• _ENTRIES SUPPLIED_:
(begin)
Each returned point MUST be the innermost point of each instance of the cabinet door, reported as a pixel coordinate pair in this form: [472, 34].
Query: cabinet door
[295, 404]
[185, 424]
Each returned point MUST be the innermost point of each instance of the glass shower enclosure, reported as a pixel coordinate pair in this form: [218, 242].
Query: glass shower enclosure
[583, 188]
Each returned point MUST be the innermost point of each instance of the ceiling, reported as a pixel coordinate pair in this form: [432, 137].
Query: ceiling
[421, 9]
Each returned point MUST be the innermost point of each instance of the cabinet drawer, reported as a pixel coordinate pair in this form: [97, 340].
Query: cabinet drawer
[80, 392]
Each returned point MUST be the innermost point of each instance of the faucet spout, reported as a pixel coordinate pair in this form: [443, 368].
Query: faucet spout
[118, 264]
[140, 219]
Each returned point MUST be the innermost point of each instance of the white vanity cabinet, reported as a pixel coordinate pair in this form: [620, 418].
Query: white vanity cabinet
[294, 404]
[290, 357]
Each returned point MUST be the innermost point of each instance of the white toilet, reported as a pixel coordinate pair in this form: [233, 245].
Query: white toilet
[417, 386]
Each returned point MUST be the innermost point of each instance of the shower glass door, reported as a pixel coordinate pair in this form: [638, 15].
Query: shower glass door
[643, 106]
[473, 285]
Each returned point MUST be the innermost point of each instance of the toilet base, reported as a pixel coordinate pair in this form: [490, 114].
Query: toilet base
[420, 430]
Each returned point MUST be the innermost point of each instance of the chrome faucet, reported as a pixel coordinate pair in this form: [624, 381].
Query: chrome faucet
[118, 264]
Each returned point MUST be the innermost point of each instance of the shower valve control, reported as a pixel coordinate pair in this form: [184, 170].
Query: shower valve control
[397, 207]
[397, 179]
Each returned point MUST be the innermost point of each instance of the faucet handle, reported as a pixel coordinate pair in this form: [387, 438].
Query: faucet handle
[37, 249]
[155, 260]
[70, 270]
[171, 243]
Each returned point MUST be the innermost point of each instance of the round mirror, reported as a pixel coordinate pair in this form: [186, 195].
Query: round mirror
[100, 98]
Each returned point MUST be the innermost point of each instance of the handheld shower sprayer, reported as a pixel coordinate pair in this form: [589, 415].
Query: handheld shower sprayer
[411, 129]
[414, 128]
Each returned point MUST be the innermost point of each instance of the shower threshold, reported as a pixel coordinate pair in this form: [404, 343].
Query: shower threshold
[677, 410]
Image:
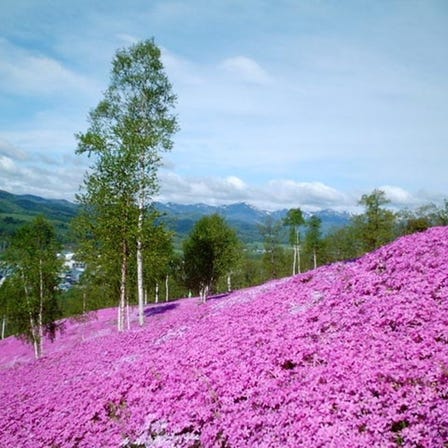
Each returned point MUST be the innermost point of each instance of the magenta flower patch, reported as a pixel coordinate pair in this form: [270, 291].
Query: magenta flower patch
[350, 355]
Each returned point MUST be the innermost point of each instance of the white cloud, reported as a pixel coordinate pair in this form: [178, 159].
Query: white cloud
[25, 72]
[9, 150]
[246, 69]
[7, 166]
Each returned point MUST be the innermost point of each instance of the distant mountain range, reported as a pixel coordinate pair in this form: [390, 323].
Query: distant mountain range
[243, 217]
[15, 210]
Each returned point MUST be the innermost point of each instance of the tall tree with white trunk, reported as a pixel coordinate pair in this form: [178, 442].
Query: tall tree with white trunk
[32, 287]
[129, 129]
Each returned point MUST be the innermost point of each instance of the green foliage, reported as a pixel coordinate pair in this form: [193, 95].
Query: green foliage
[211, 251]
[129, 129]
[376, 226]
[274, 257]
[294, 220]
[313, 243]
[29, 294]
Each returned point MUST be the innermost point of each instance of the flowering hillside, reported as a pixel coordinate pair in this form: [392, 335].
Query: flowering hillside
[350, 355]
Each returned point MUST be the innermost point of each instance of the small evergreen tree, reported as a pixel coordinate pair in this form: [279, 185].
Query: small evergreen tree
[313, 238]
[376, 226]
[33, 257]
[294, 220]
[211, 251]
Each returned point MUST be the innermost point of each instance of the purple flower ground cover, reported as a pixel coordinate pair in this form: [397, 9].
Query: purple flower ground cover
[352, 355]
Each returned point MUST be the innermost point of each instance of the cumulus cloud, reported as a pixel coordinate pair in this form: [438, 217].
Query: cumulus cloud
[27, 73]
[9, 150]
[273, 195]
[246, 69]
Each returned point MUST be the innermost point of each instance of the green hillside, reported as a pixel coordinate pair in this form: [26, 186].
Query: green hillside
[16, 210]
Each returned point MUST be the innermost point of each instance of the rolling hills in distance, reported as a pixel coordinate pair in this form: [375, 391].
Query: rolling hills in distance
[16, 210]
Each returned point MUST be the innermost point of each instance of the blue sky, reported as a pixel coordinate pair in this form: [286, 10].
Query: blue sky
[281, 103]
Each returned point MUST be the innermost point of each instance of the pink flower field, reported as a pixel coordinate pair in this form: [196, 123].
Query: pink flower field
[352, 354]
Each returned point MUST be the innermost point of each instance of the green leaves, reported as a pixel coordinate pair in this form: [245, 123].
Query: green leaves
[32, 288]
[129, 129]
[211, 251]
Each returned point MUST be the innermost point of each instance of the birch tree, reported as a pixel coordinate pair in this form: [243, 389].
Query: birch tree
[32, 287]
[129, 129]
[211, 251]
[294, 219]
[313, 238]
(end)
• _WRITTEN INSTRUCTION_:
Rewrite the entries from the line containing "form: [375, 391]." through the end of the entries, inclusive, keeping the requests, and raise every answer coordinate by 130. Leave the sample coordinates in the requests unchanged.

• _EXERCISE OUTPUT_:
Each returned point MUST be the innermost point of each instance of the rolling hills in distance, reported as a pixel coordinate pair in this form: [375, 391].
Query: rolling hills in distance
[146, 340]
Each returned point MUST be the innermost point of each instance of the blue sky, reported as a pixel coordinate pair in this form: [286, 10].
Query: blue sky
[411, 233]
Each returned point MUST be the innermost point of each instance of the pink flower field, reported as a pixel coordinate pair in this form: [196, 123].
Query: pink flower field
[482, 484]
Each returned point MUST be the innermost point of each instance of the green leaves, reported as a pixel coordinate pair in this form: [245, 123].
Query: green leaves
[162, 418]
[259, 259]
[341, 381]
Each returned point MUST be the innermost point of each instance of the birch tree, reported as a pixel coordinate pair in this form: [243, 389].
Query: birch tree
[162, 417]
[259, 259]
[341, 381]
[424, 349]
[443, 368]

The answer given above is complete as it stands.